**Text under study:**
From this start, we are going to jump now to a quick and interesting psychological illusion where your attention alters your perception – in plain sight. The McGurk effect, as shown in this brief video, is one where a speaker starts out saying the phoneme “ba.” But part way through, the facial movements are changed to “fa” and surprisingly your auditory perception also changes to “fa” unless you close your eyes and then you hear the original “fa” phoneme. When JS teaches this effect in his introductory psychology class, he points out that we often look at the mouth of someone speaking to us and lip-read while we listen. What is surprising here may be how powerful this “lip-reading” attention has become in us, even when we can hear. One wonders how the brain’s circuits have changed as a result of a life-time of bringing these two senses together in “listening.” From here, we go back to DM’s lifetime of experience with hearing aids.

But first, how does hearing loss itself change brain circuits especially in infancy? Since my auditory area was impaired, my brain has reorganized itself in response to that deprivation during infancy. In an interesting finding, they found that the auditory fibers expanded a bit into higher frontal cortex areas including some that were involved with the default mode network.

Before I received hearing aids, I adapted to relying on my other senses in order to “hear.” So when I started wearing hearing aids, I still used my other senses because I wasn’t used to using my hearing aids. After a few years, I self-taught myself how to lip-read because I couldn’t always rely on my hearing aids to allow me to hear everything being said. This is something that everyone does to some extent, as discussed above in the case of the McGurk effect. Even today when I take my hearing aids out, the only way I’m able to understand anyone is through lip-reading. I also find myself using my sight to read people’s body language and expressions to help understand what they might be saying. Throughout childhood and even today, I cannot hear which direction sounds are coming from when wearing hearing aids, so I rely heavily on my sight to be aware of things occurring around me. By now, it’s an automatic response to use my sight more than my hearing when hearing sounds.

To go back to the general theme of this blog, we write generally about how experiences in college might change the student’s brain circuits to adapt to a workplace-career path – like going to graduate school. This is something that DM will experience next year when she begins her graduate work in Social Welfare. That adaptation under training will bring to her the professionalism of the field or at least the beginning of it. The hope is that when DM settles into that professional development, she will find that it matches whatever adaptations she has already gone through in college. However, with her development as someone with hearing loss, she may have other adaptations that other successful college students do not have. Perhaps her reorganized brain from those early experiences could somehow play into what she brings to the field of Social Work.

Whatever DM brings, the need still exists to fit with who she is or who she will become as a social worker. This could also be helped by the way she has pre-explored those changes by having relevant experiences and by talking about them with someone who is a Social Work professional themselves.

Our goal as blog writers is to come back to this issue as DM gets into her actual graduate training. And we think that perhaps her altered developmental history will provide insights into that if not at a brain/skill level, then perhaps as a system/social-work level given her early and sustained history in working with the medical establishment to have a normal childhood and college experience – or at least so close that even JS did not know about her early hearing impairment until we started writing this blog.

**Problem requirements:** From the blog post on hearing loss and lip-reading, write out word for word the passage starting at "Whatever DM brings, the" and ending at "writing this blog.".

**Stored data entries:**
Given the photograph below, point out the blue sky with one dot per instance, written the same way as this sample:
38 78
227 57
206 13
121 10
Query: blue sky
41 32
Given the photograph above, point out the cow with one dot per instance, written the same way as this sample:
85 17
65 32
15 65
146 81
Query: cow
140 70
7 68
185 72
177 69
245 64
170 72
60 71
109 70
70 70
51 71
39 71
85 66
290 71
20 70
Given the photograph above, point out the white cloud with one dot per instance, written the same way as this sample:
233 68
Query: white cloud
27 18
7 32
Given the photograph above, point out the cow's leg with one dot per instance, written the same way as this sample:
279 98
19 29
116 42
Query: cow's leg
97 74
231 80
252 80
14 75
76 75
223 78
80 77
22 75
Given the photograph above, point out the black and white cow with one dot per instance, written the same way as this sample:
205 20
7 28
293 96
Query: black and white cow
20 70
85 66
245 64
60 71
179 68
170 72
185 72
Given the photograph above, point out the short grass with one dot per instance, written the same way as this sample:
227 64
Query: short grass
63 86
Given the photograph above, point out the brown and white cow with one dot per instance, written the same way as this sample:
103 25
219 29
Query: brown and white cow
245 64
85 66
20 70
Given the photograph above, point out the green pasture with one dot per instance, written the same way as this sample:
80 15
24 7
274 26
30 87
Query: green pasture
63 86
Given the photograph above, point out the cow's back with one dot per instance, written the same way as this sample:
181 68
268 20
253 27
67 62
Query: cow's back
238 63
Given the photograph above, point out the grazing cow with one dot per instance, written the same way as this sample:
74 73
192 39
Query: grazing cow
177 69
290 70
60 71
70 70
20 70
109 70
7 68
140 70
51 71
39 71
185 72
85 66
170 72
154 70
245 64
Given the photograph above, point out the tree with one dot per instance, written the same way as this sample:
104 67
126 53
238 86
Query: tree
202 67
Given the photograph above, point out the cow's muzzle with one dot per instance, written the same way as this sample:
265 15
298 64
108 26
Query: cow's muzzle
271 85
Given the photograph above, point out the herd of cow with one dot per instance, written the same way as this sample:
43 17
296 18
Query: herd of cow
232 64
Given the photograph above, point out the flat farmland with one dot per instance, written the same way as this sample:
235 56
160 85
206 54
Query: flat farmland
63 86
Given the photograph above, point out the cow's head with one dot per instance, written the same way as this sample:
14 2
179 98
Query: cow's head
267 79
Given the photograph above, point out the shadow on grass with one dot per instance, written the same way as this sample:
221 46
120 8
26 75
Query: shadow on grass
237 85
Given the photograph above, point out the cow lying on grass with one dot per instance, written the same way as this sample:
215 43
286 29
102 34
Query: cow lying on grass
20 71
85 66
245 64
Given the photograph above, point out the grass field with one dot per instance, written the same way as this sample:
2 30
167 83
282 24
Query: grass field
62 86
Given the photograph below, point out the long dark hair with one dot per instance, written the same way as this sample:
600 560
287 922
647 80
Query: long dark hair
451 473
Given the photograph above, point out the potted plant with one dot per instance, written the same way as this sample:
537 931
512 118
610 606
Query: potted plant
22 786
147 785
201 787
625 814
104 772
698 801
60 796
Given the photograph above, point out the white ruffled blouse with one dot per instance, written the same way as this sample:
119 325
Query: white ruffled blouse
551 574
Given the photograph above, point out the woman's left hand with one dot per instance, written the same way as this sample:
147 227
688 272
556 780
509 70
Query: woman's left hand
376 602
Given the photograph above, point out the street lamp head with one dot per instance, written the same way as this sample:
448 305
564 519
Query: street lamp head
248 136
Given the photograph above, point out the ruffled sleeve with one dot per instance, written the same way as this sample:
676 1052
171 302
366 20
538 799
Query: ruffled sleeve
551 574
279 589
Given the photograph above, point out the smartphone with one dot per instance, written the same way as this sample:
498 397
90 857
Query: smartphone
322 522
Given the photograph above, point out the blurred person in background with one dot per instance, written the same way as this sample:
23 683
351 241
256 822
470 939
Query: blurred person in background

**Response to the task:**
Whatever DM brings, the need still exists to fit with who she is or who she will become as a social worker. This could also be helped by the way she has pre-explored those changes by having relevant experiences and by talking about them with someone who is a Social Work professional themselves.

Our goal as blog writers is to come back to this issue as DM gets into her actual graduate training. And we think that perhaps her altered developmental history will provide insights into that if not at a brain/skill level, then perhaps as a system/social-work level given her early and sustained history in working with the medical establishment to have a normal childhood and college experience – or at least so close that even JS did not know about her early hearing impairment until we started writing this blog.